Excerpt:
++++++++++++++++++++

Posted on Mon, Jul 20, 2015
There was another great SuperSolar consortium meeting here in the UK last week, with all sorts of interesting photovoltaic technologies being discussed. One of the highlights for us was beginning to see what is possibly the start of a consensus on Perovskite hysteresis curves based upon physical impurities and/or lattice type defects (stoichiometric impurity).
Of further interest was the (at this point qualitative) agreement between different research groups coming at the problem from different angles. For example, Simon O'Kane from the University of Bath presented his theoretical models in "Can slow-moving ions explain hysteresis in peroskite solar cells?" which showed convincing similarities to what is often seen in experimental hysteresis data. Meanwhile, Piers Barnes from Imperial College London presented work looking at the time-constants involved  and how it can help to eliminate some of the other theories. Computation modelling also suggested the activation energy required for an iodine atom to hop onto an adjacent defect site could be below 0.7 eV, which when compared to the high flux of 3 eV photons being thrown at these samples under solar illumination, suggests that the lattice defects are highly mobile.
From our own work we have some qualitative and quantitative data suggesting that as we improve the purity of the system the hysteresis decreases and stability increases. As such, we're looking forward to drilling down into this in more detail as part of the new Photovoltaic Lifetime and Degradation Project in conjunction with The University of Sheffield, Imperial College London and Swansea University.

++++++++++++++++++++

Data section:
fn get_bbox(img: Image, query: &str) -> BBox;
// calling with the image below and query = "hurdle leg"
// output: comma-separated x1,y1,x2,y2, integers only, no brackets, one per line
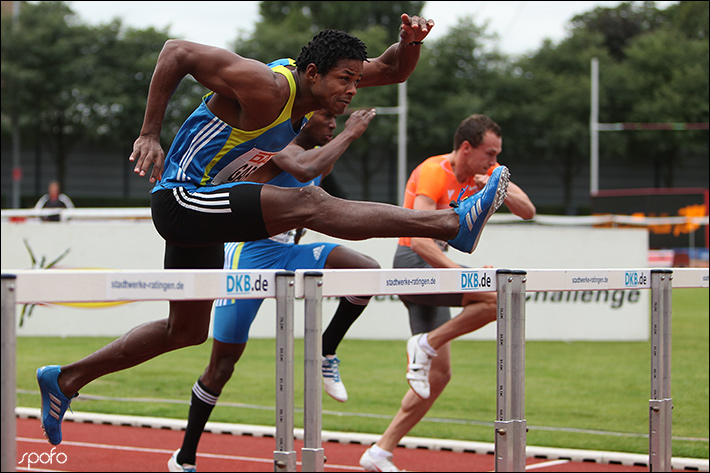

++++++++++++++++++++

What is required:
Answer these questions using the post about the SuperSolar consortium meeting.
1. Which university is Simon O'Kane from?
2. Below what value could the activation energy be for an iodine atom to hop onto an adjacent defect site?
3. Which institutions are partners in the new Photovoltaic Lifetime and Degradation Project?

Output of the exercise:
1. The University of Bath.
2. 0.7 eV.
3. The University of Sheffield, Imperial College London and Swansea University.